→ Problem to solve:
Restate each of the lines given below, word for word.

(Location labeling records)
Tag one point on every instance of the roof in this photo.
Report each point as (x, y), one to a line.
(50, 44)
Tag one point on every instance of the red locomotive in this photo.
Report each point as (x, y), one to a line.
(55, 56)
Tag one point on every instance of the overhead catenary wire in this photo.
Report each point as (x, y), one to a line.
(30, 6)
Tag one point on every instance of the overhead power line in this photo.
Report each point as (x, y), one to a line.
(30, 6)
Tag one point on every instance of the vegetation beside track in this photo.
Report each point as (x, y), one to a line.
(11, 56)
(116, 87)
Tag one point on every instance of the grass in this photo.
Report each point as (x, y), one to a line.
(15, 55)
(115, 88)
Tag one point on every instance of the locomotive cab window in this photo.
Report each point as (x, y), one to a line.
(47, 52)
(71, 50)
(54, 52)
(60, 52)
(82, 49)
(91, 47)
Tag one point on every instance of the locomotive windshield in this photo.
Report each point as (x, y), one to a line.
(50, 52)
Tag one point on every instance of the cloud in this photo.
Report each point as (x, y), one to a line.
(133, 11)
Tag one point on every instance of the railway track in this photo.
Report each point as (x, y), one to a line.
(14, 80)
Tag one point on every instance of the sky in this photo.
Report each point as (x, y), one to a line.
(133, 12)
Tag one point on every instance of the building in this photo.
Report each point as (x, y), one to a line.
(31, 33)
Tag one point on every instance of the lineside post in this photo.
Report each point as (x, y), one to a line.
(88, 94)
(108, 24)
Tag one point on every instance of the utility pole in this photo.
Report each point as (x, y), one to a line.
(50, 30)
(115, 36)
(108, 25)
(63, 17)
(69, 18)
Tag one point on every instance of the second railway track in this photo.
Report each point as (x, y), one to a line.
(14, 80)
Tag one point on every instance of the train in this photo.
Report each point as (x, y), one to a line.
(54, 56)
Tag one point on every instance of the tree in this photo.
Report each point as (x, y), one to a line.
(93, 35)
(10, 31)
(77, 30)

→ Solution for this problem:
Tag one point on every instance of the roof in this photo.
Report each point as (x, y), one to a line.
(50, 44)
Tag one point on every instance of the red locomotive in this photo.
Report each point as (x, y), one to a line.
(55, 56)
Tag one point on every instance of the overhead catenary wire in this photo.
Report each point as (x, y), one to a line.
(30, 6)
Tag one point on every instance of the overhead power line in this photo.
Report each point as (x, y), one to a line.
(30, 6)
Tag one point on every instance of the vegetation beside track in this photo.
Report each point as (x, y), one to a line.
(11, 56)
(116, 87)
Tag one point on every instance of the grass in this photo.
Report each point as (x, y), one to a line.
(15, 55)
(115, 88)
Tag one point on every instance of the locomotive cab window in this photo.
Report each point as (x, y), one to a line.
(47, 52)
(71, 50)
(54, 52)
(60, 52)
(82, 49)
(91, 47)
Tag one point on every instance of the locomotive windshield in this photo.
Report each point as (x, y), one to a line.
(50, 52)
Tag one point on every instance of the cloud in this photo.
Report each point as (x, y), one to a line.
(133, 11)
Tag one point on every instance of the railway track in this photo.
Report each point as (x, y), one to a line.
(14, 80)
Tag one point on every instance of the sky in this photo.
Report each point as (x, y), one to a line.
(133, 12)
Tag one point on every instance of the building in this photo.
Report each point as (x, y), one to a line.
(31, 33)
Tag one point on every instance of the lineside post in this photo.
Report each point as (x, y), one to a line.
(88, 94)
(108, 24)
Tag one point on every instance of the utility pole in this photo.
Report each point as (x, y), one to a line.
(50, 30)
(115, 36)
(108, 25)
(63, 17)
(69, 18)
Tag one point on every instance of the second railway track in this photo.
Report each point as (x, y), one to a line.
(14, 80)
Tag one point on every instance of the train in this photo.
Report each point as (x, y), one to a line.
(54, 56)
Tag one point on every instance of the tree in this photo.
Report each point as (x, y), one to a line.
(93, 35)
(10, 31)
(77, 30)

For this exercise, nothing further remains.